Tuesday, December 14, 2010

In the Shrill of the Night

Warning: This is a long post.....

Shriek! Growl-Howl. Arrrgh. Oy vey es me-air! Oh, the horror, the horror! Instant gratification eludes me! I'm averaging mere hundred's, not thousands, of views on this blog! I'm a failure! I'll now fall upon any nearby sword and send me-self into an early grave! Woe, oh woe is me! 

Oh, puh-leeze!

One friend suggested that I am "insane" for expecting a larger turn-out after a bit over a month in the blogging cyber-space race. Harumph, I retorted. Many have a thousand or more "hits" per day. What, sayeth I, am I not doing to send in the crowns? I'm stumbling-upon, digging-it, face-booking, twittering, and feedburning until my arms grow weak. Uh, should I actually get out of my room and go out to places where real people talk to one another? You know, as in use my "charm"? Could all my latherings be mere blatherings? Am I deluded or truly eluded?

In the quest to understand how to create a unique and interesting blog, research was part of the process. The mantra is always the same no matter whether the article was written in 2006 or yesterday: become part of an already-existing community and gain the trust and curiosity, as well as a fan-base, of those you interact with on other blogs. Next, promote your blog on other’s blogs. Write about your passion. Don’t worry about “numbers” – and, by all means, get on the SEO’s ASAP and provide fresh content. “Raise eyebrows.” “Be not afraid to comment on controversial subjects.” (The last part is easy, but I am continuing to hold back for some peculiar reason known only to the inner workings of my self-sabotaging or self-preservationist Self.)

▸ Bounding box annotation entries
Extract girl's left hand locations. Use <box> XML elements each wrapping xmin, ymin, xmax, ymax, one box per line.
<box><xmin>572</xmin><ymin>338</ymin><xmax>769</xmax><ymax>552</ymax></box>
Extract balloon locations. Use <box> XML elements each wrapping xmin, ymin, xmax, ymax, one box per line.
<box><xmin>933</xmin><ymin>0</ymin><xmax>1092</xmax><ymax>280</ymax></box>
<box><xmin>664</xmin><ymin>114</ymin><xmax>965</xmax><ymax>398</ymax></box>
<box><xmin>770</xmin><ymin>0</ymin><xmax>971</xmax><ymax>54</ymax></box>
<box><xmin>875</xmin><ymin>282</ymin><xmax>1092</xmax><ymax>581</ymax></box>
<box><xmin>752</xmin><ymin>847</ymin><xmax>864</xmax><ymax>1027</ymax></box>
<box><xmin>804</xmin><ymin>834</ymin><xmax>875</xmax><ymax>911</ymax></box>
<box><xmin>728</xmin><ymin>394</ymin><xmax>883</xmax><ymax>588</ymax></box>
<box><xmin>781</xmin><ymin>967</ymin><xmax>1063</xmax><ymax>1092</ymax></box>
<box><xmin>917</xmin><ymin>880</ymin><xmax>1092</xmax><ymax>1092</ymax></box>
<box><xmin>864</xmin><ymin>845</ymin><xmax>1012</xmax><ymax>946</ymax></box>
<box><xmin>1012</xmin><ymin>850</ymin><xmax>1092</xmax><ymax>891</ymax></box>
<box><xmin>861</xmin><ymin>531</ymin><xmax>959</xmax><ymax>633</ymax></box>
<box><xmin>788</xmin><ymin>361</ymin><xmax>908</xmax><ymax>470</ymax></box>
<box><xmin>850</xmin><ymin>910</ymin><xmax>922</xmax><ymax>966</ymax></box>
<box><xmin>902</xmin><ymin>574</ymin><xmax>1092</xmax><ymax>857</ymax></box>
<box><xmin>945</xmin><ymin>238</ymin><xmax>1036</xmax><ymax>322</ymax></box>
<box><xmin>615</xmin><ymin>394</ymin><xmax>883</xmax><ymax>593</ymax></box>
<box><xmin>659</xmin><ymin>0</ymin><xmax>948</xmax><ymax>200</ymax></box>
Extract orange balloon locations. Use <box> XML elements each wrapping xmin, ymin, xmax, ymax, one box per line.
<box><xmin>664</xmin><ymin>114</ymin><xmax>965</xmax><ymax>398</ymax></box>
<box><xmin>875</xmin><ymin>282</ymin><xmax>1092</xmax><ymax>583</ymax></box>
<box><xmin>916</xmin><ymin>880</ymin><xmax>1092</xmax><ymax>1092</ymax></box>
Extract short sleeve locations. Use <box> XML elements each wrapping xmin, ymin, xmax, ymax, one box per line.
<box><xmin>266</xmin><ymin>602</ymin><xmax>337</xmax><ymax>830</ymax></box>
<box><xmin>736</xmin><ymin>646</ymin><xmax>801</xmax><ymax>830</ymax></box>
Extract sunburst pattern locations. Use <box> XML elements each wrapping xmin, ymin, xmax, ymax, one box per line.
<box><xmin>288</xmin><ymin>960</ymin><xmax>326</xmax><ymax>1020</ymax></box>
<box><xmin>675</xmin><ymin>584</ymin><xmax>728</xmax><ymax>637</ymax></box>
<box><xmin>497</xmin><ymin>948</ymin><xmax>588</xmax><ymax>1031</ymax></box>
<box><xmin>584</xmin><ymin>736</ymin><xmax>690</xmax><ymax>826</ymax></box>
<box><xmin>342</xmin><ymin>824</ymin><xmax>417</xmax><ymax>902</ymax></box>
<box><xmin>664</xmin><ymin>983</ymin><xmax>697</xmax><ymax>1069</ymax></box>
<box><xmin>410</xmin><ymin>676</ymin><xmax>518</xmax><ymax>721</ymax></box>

▸ Your tasks
1 > From the blog post, return the passage that opens with "One friend suggested" and closes with "or truly eluded?", word for word.
2 > Answer these questions using the blog post:
(a) What date appears at the top of the post?
(b) According to the friend's suggestion, how long had the writer been in the blogging race?
(c) After joining an existing community, where does the research say to promote your blog?

▸ Task-by-task results
1 >
One friend suggested that I am "insane" for expecting a larger turn-out after a bit over a month in the blogging cyber-space race. Harumph, I retorted. Many have a thousand or more "hits" per day. What, sayeth I, am I not doing to send in the crowns? I'm stumbling-upon, digging-it, face-booking, twittering, and feedburning until my arms grow weak. Uh, should I actually get out of my room and go out to places where real people talk to one another? You know, as in use my "charm"? Could all my latherings be mere blatherings? Am I deluded or truly eluded?

2 >
(a) Tuesday, December 14, 2010
(b) A bit over a month
(c) On other's blogs